### Texte fourni
"""

BGE 86 II 18
 
4. Extrait de l'arrêt de la Ire Cour civile du 19 janvier 1960 dans la cause Association des syndicats autonomes genevois et consorts contre Fédération des ouvriers du bois et du bâtiment et consorts.
 
Regeste
1. Legitimation von Berufsverbänden zur Klageerhebung zwecks Wahrung von Kollektivinteressen des Berufsstandes; Legitimation solcher Verbände zur gerichtlichen Geltendmachung von Schadenersatzansprüchen bestimmter Mitglieder (Erw. 2).
3. Art. 422/3 OR. Geschäftsführung ohne Auftrag. Begriff der unechten Geschäftsführung (Erw. 4).
4. Verjährung des Anspruchs aus unechter Geschäftsführung. Anwendbarkeit der Grundsätze über die ungerechtfertigte Bereicherung; Beginn der Verjährungsfrist bei sukzessiven Zahlungen auf Grund eines einheitlichen Entschlusses (Erw. 7).

"""

### À faire
1. Transcrivez fidèlement la partie de l'extrait d'arrêt qui s'ouvre sur les mots contenant « BGE 86 II 18 » et se ferme sur « Geschäftsführung (Erw. 4). ».
2. Résumez l'extrait d'arrêt en deux phrases.
3. Poursuivez l'extrait d'arrêt de la Ire Cour civile à partir de l'endroit où il s'arrête.
La liste qui suit provient d'une autre source.

### Données fournies

"""

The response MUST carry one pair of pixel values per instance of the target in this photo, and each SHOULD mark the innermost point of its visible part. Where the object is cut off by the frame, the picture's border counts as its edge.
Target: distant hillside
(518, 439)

"""
"""

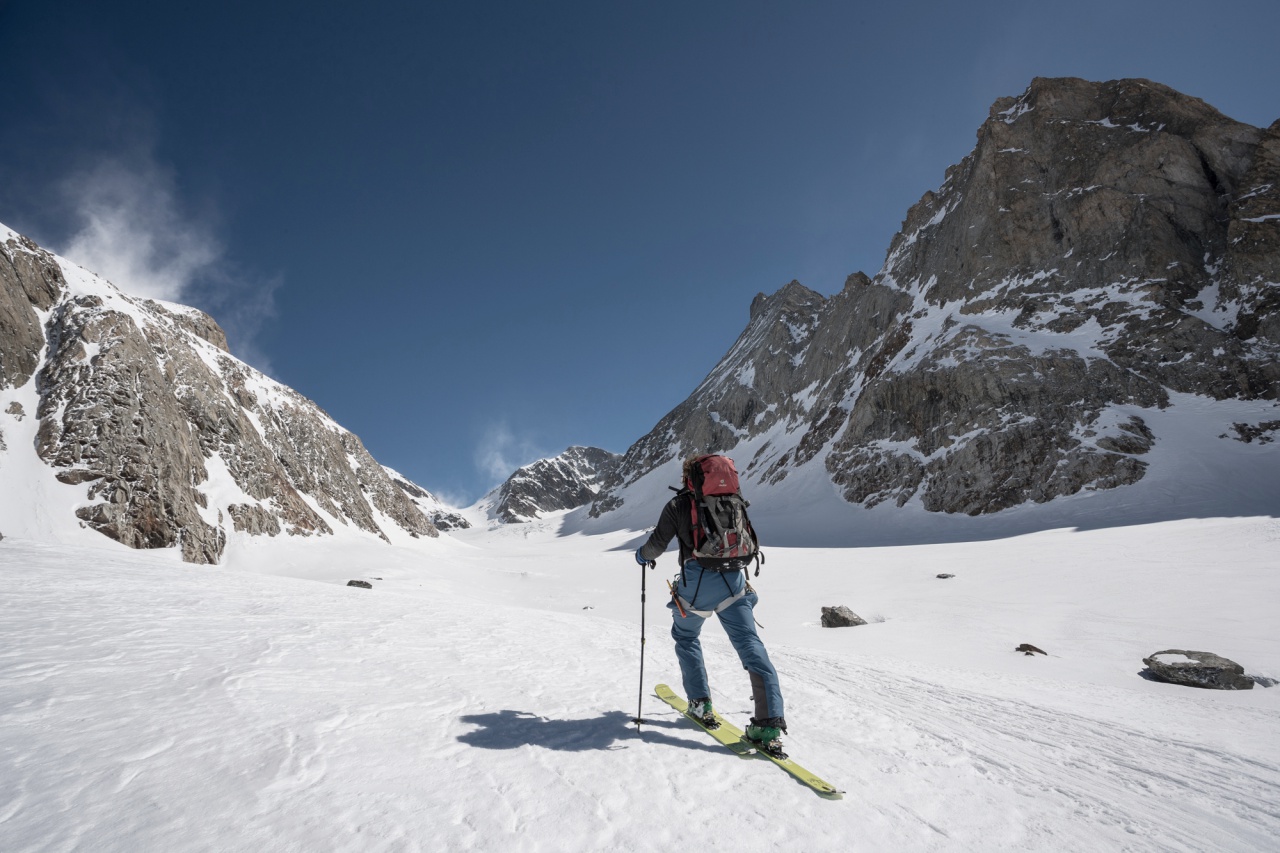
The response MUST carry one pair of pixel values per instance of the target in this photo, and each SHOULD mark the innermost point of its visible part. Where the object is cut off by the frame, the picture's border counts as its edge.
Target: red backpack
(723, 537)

"""
"""

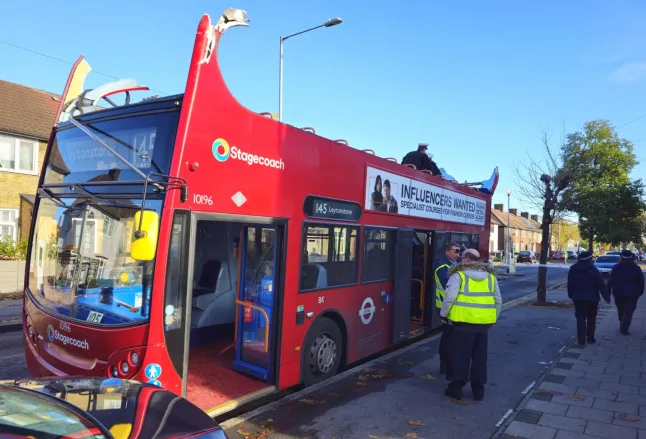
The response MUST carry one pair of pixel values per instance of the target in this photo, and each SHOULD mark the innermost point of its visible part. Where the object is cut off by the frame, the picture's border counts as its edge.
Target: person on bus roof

"""

### Réponses
1.
BGE 86 II 18
 
4. Extrait de l'arrêt de la Ire Cour civile du 19 janvier 1960 dans la cause Association des syndicats autonomes genevois et consorts contre Fédération des ouvriers du bois et du bâtiment et consorts.
 
Regeste
1. Legitimation von Berufsverbänden zur Klageerhebung zwecks Wahrung von Kollektivinteressen des Berufsstandes; Legitimation solcher Verbände zur gerichtlichen Geltendmachung von Schadenersatzansprüchen bestimmter Mitglieder (Erw. 2).
3. Art. 422/3 OR. Geschäftsführung ohne Auftrag. Begriff der unechten Geschäftsführung (Erw. 4).

2. Cet extrait provient d'un arrêt rendu le 19 janvier 1960 par la Ire Cour civile dans la cause opposant l'Association des syndicats autonomes genevois et consorts à la Fédération des ouvriers du bois et du bâtiment et consorts. Son regeste traite de la qualité des associations professionnelles pour agir en justice, de la gestion d'affaires sans mandat imparfaite et de la prescription de la prétention qui en découle.

3.
Sachverhalt


BGE 86 II 18 (19):

A.- Le 25 novembre 1951, l'Union suisse des installateurs électriciens (USIE) conclut un contrat collectif de travail (contrat national) avec l'Union suisse des syndicats autonomes (USSA). D'après l'art. 5 de ce contrat, les sections locales, cantonales et régionales des associations contractantes peuvent conclure des conventions collectives complémentaires, dont les dispositions ne doivent pas être contraires au contrat national. Celui-ci prévoit en outre qu'une indemnité fixe "est versée à chaque ouvrier pour six jours désignés dans les contrats complémentaires, ou fixés soit par la commission paritaire compétente, soit chaque année par l'employeur".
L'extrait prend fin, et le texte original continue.